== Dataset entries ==
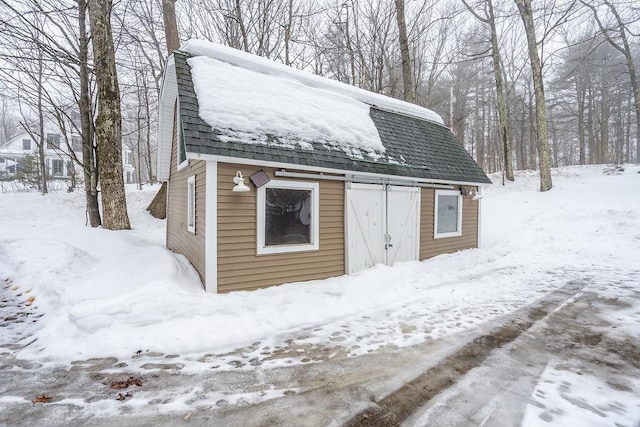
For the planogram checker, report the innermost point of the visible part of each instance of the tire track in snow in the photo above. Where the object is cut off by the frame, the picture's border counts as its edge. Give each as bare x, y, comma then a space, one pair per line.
393, 409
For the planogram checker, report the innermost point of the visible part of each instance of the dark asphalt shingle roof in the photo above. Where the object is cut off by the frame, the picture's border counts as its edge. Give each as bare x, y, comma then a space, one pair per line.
415, 147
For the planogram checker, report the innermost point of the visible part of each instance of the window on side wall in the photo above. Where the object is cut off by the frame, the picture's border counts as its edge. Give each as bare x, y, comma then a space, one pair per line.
448, 214
288, 217
76, 143
57, 167
191, 204
53, 141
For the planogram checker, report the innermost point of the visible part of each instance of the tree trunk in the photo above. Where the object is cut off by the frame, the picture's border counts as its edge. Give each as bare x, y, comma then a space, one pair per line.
109, 120
43, 140
625, 49
243, 31
407, 80
170, 25
86, 117
502, 103
544, 156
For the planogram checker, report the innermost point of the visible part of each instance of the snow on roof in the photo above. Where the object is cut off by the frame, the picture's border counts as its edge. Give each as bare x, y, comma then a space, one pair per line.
263, 98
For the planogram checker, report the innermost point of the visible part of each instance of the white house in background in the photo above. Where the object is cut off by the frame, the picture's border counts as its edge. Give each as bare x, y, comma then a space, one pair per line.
128, 166
58, 162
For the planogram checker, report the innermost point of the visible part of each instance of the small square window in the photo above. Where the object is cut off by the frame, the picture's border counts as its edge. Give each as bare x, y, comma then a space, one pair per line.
76, 143
288, 217
57, 167
53, 140
448, 214
191, 204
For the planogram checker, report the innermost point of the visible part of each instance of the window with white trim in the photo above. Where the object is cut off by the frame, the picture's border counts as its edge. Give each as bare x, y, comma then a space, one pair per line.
191, 204
448, 214
53, 141
57, 167
288, 217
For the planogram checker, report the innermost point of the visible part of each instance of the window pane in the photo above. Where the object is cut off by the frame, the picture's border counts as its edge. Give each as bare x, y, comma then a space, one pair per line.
287, 217
53, 140
447, 214
76, 143
57, 167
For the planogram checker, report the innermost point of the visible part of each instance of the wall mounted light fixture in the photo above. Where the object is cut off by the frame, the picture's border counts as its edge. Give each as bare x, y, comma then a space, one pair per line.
470, 192
240, 186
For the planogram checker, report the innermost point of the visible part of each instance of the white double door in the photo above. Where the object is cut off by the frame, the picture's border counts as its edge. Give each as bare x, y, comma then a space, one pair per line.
383, 225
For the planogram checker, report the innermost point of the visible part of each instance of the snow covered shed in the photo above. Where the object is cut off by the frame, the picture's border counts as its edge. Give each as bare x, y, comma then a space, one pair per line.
276, 175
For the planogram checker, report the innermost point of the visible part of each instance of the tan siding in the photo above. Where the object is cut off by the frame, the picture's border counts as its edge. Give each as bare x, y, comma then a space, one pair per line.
178, 238
238, 265
430, 247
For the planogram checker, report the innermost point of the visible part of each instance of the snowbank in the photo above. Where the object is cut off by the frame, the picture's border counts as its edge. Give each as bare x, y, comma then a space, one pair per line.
113, 293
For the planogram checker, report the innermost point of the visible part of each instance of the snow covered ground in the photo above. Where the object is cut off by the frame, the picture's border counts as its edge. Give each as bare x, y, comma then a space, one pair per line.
119, 302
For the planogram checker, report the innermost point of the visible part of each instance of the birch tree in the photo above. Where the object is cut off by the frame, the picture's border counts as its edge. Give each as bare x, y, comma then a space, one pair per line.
618, 36
544, 155
489, 20
407, 80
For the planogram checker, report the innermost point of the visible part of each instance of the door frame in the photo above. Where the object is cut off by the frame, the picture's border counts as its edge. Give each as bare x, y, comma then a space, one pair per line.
385, 216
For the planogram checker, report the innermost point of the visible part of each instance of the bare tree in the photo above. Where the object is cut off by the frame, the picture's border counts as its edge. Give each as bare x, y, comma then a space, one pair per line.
490, 21
90, 169
544, 155
621, 32
407, 79
108, 120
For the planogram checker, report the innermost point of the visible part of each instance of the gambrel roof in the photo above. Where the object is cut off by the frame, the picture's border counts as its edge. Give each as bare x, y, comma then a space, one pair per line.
415, 143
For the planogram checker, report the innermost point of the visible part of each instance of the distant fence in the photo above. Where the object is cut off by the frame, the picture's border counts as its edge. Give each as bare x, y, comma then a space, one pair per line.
15, 186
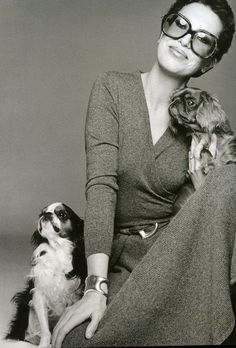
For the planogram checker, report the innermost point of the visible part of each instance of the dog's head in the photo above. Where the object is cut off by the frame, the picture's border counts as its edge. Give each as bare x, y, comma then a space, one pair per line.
197, 111
57, 220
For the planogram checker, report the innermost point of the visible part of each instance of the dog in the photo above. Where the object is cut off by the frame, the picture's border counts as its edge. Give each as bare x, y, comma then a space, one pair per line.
197, 113
57, 275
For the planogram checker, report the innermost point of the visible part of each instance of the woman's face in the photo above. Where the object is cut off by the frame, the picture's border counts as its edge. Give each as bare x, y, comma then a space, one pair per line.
175, 55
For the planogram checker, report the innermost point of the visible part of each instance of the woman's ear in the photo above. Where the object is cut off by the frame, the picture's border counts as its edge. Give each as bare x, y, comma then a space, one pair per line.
208, 65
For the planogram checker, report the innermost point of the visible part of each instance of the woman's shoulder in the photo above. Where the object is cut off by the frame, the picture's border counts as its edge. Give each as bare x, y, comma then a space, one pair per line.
116, 78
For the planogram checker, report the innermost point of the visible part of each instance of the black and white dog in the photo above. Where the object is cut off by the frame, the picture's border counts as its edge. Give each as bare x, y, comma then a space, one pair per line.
56, 279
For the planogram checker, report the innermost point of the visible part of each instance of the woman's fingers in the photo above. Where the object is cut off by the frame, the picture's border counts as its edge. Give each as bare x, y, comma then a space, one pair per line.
93, 325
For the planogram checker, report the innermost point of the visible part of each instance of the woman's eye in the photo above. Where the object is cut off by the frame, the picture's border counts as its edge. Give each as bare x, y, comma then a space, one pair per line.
62, 214
181, 23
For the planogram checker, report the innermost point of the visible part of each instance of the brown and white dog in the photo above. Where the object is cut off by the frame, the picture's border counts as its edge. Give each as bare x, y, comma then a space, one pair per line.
200, 114
56, 279
196, 113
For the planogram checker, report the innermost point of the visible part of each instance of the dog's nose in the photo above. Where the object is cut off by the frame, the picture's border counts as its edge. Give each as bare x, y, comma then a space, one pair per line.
47, 216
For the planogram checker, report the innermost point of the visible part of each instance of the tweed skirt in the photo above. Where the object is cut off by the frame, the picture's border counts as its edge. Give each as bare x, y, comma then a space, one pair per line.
174, 288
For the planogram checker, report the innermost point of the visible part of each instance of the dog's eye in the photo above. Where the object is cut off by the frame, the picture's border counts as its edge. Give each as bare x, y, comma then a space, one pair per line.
190, 102
62, 214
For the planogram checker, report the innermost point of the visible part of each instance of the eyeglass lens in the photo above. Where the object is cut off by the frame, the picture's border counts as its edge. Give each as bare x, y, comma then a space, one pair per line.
175, 26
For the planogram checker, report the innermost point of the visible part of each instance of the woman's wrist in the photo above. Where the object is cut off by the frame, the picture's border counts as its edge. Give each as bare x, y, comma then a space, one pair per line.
97, 284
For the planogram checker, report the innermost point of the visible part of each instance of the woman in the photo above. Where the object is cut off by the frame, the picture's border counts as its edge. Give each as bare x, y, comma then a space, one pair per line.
172, 287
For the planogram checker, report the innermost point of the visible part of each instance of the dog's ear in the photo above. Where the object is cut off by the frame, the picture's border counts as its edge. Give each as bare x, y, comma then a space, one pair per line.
210, 115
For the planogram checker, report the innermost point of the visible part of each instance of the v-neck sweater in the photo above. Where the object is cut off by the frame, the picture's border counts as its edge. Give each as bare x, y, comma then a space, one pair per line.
130, 181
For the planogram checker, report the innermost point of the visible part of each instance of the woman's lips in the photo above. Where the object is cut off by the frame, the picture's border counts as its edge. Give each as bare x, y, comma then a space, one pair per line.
178, 52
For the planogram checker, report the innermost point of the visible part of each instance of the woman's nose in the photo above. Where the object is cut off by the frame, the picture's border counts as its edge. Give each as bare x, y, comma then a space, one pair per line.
185, 40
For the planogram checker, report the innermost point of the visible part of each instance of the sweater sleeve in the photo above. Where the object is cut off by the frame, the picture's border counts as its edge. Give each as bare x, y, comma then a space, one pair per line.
101, 137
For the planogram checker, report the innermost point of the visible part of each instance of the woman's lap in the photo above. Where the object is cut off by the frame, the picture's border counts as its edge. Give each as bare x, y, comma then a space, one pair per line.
179, 292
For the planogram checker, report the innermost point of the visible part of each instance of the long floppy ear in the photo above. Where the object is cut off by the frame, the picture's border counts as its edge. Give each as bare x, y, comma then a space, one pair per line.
210, 115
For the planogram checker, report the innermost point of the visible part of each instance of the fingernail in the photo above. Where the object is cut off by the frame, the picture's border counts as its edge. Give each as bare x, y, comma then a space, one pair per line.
89, 334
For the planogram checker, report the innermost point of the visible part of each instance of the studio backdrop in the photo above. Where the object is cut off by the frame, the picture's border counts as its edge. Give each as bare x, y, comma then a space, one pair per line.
51, 51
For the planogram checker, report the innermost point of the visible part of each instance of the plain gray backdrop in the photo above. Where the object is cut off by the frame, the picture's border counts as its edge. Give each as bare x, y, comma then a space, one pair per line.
51, 51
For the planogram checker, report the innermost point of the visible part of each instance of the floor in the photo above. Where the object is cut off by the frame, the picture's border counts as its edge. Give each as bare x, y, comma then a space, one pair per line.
15, 254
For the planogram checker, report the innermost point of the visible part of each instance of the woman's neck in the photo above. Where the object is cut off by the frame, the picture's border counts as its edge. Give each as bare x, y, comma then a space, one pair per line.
158, 86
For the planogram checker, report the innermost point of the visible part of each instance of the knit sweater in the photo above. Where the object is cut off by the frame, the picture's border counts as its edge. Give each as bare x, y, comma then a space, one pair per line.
130, 180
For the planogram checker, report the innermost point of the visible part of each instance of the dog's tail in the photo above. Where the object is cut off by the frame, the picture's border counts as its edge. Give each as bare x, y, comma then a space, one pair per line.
19, 324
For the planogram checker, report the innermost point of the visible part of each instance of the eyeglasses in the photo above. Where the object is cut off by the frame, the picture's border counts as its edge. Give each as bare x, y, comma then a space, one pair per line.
176, 26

== WORK INSTRUCTIONS ==
The lines from the one holding "of the plain" to the end of the entries are to be repeated exactly, with both ends included and nothing else.

== SOLVED EXERCISE ==
For the planogram checker, report the innermost point of the visible part of each instance of the plain gray backdrop in the photo above. Where the object is cut off by the frame, the picture's border counts as its edge. Give each as bare x, y, comma then a space, one pair per line.
51, 51
For the planogram checker, report the innermost point of the visible part of each instance of the floor in the photo above. Where the object is cut off by the frame, the picture's border counts as its edge. Give each as bare x, y, comma then a space, one pair per line.
15, 254
For the planogram checker, report the innermost point of the visible part of each instance of the woman's neck in the photo above. Where the object is cut off by the frame, the picture's border counts as its edge. Give each as bare x, y, comma then a space, one pair per line.
158, 86
For the planogram checker, report the innermost point of the visible part of each instance of the knit sweater in the photo above. Where the object is cut off by the frame, the picture's border counts as its edge. Give each as bare x, y, comma then a space, one pair per line.
130, 180
For the planogram checker, report the innermost point of the visible part of each instance of the dog's tail in the photo above. Where the object is cut off by the frame, the picture's border counts as its edge. Give each as bare x, y, comma then a space, one pair per line.
19, 324
For the planogram checker, report the innermost point of the visible part of each instance of the eyeglasses in the photo above. Where the object is cut off by the frame, the picture's border counts as its edge. Give each as bare x, y, comma then a space, one pair per line.
176, 26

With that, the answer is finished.